> [EXTRACT PROVIDED]:
I don't think that's a coincidence at all, although I didn't draw that parallel until you pointed it out.

It's upsetting that they've decided to cancel it with such a short season. I wonder why they aren't giving it a full season?


----------



## Dave (Jan 7, 2014)

On someones recommendation I'm watching this from the Pilot and giving it a go. The Pilot is okay though maybe a bit disjointed. The first half hour does at least explain the things I didn't understand before.


----------



## Dave (Feb 12, 2014)

I do like this, but in small doses. I'm working my way through slowly.


Moonbat said:


> I also don't like the way each episode ends with some 'banter' and the happy group all going off for milkshakes...


 Pizzas and sodas, I think it was! That bit is off-putting. No one can be that happy all the time. Even at your ex-wife's Wedding!


> X-files meets Ghostbusters


That is one way of putting it. Though I often quite like the B-team more than the A-team.


REBerg said:


> I am constantly amused by the writers' creativity in connecting artifacts and their powers with famous former owners.


Yes, it is ingenious, though they play fast and furious with historical fact. For instance, HG Wells lived near me and he certainly wasn't a woman, or went missing.


----------



## Dave (Feb 26, 2014)

Old Star Trek actors never die; they just appear on Warehouse 13!


----------



## Dave (Apr 22, 2014)

When is the final six episodes of this starting? I heard April 14th but it doesn't look as if they aired yet.

Spoiler:



Spoiler



Killing off the major villain after the 1st season and then destroying the Earth in the Second


 really left them no options other than that everything that followed would be an anticlimax.


----------



## The Bluestocking (Apr 23, 2014)

I love Warehouse 13! It's SF lite but hey - sometimes it's just what the doctor ordered!


----------



## Phyrebrat (Apr 25, 2014)

I _love_ this show. With sci-fi and fantasy and drama so heavy on the grimm, gritty, dark side of things, it's nice to have something so much fun.

I've seen the first 2 episodes in this final season which is a shame, but they're still quality. I won't say any more for fear of spoiling things.

pH


----------



## Dave (May 16, 2014)

Phyrebrat said:


> I've seen the first 2 episodes in this final season which is a shame, but they're still quality. I won't say any more for fear of spoiling things.


Actually, I'm not so impressed. I thought it would go out with a bigger bang but they are mostly humorous story-lines: 



Spoiler



the Renaissance Fair, The Spanish Soap Opera. And I can't really worry about the sister on ice when I'm still emotionally drained from worrying about the brother on ice.


 It's a rather unlucky family!


----------

> [STATED PROBLEM]: Reproduce the part of the Warehouse 13 thread that begins at the words "## Dave (Jan" and stops after "didn't understand before.".

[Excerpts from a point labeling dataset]
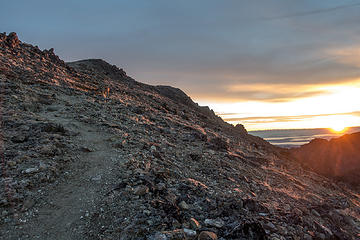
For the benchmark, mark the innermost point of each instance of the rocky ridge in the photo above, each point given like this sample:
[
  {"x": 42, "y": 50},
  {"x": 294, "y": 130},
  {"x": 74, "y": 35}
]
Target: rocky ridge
[
  {"x": 338, "y": 158},
  {"x": 90, "y": 153}
]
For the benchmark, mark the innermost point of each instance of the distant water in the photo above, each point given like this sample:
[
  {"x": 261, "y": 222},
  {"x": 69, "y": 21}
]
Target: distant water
[{"x": 296, "y": 137}]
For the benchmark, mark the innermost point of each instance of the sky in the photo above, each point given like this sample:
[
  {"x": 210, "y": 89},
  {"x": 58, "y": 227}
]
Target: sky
[{"x": 268, "y": 64}]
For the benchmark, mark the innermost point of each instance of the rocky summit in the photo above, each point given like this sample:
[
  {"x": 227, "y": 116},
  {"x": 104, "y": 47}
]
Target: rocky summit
[{"x": 87, "y": 152}]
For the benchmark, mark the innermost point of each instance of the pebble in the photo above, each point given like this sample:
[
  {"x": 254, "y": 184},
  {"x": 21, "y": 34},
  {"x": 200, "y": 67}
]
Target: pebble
[
  {"x": 189, "y": 232},
  {"x": 219, "y": 223},
  {"x": 194, "y": 224},
  {"x": 206, "y": 235},
  {"x": 183, "y": 205},
  {"x": 141, "y": 190},
  {"x": 31, "y": 170}
]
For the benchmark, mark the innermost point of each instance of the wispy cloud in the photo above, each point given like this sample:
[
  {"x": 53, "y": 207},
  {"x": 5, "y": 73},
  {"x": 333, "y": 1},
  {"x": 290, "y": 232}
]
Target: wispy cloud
[{"x": 313, "y": 12}]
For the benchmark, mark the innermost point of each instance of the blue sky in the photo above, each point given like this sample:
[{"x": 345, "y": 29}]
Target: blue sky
[{"x": 216, "y": 51}]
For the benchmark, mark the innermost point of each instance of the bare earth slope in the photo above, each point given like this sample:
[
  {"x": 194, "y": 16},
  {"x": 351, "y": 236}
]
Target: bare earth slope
[{"x": 89, "y": 153}]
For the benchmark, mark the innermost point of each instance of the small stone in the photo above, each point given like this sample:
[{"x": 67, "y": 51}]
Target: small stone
[
  {"x": 29, "y": 203},
  {"x": 86, "y": 149},
  {"x": 147, "y": 212},
  {"x": 96, "y": 178},
  {"x": 31, "y": 170},
  {"x": 307, "y": 237},
  {"x": 206, "y": 235},
  {"x": 141, "y": 190},
  {"x": 161, "y": 186},
  {"x": 194, "y": 224},
  {"x": 218, "y": 223},
  {"x": 287, "y": 207},
  {"x": 19, "y": 139},
  {"x": 11, "y": 163},
  {"x": 269, "y": 226},
  {"x": 314, "y": 212},
  {"x": 298, "y": 212},
  {"x": 321, "y": 236},
  {"x": 158, "y": 236},
  {"x": 189, "y": 232},
  {"x": 183, "y": 205}
]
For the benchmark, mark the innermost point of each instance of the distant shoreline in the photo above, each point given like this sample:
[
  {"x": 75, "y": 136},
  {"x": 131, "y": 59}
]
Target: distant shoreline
[{"x": 296, "y": 137}]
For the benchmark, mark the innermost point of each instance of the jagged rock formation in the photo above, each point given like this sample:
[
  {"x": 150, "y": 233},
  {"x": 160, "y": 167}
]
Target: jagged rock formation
[
  {"x": 338, "y": 158},
  {"x": 89, "y": 153}
]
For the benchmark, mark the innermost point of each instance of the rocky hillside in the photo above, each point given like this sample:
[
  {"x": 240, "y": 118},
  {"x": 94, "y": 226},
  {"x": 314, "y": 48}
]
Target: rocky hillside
[
  {"x": 338, "y": 158},
  {"x": 89, "y": 153}
]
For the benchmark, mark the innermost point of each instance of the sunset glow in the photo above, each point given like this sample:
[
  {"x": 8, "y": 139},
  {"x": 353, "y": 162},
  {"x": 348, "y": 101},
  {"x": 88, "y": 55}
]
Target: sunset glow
[{"x": 336, "y": 108}]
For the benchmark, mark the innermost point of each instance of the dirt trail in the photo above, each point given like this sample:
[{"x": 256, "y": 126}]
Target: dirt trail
[{"x": 65, "y": 206}]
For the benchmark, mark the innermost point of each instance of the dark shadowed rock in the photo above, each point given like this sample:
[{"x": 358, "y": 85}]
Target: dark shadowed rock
[{"x": 338, "y": 158}]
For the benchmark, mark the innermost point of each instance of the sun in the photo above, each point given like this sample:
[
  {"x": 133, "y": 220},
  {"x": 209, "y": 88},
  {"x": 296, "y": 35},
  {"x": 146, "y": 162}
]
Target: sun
[{"x": 338, "y": 128}]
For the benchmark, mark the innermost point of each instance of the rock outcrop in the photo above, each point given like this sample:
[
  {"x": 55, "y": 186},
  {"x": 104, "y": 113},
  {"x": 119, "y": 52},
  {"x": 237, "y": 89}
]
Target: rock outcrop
[
  {"x": 90, "y": 153},
  {"x": 337, "y": 158}
]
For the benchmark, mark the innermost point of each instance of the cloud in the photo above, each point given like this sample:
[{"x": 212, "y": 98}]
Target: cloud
[
  {"x": 277, "y": 119},
  {"x": 314, "y": 12}
]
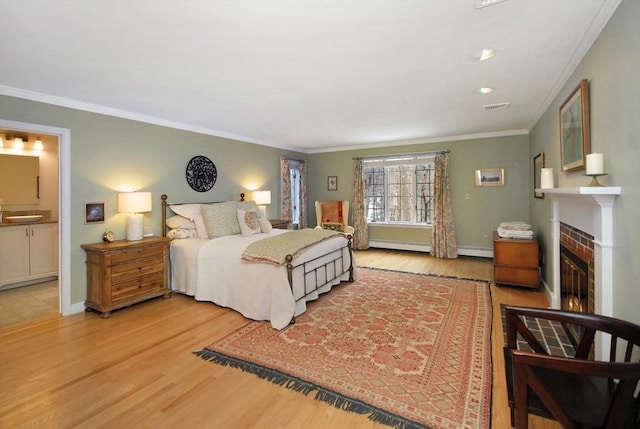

> [CORRECT RESULT]:
## Dave (Jan 7, 2014)

On someones recommendation I'm watching this from the Pilot and giving it a go. The Pilot is okay though maybe a bit disjointed. The first half hour does at least explain the things I didn't understand before.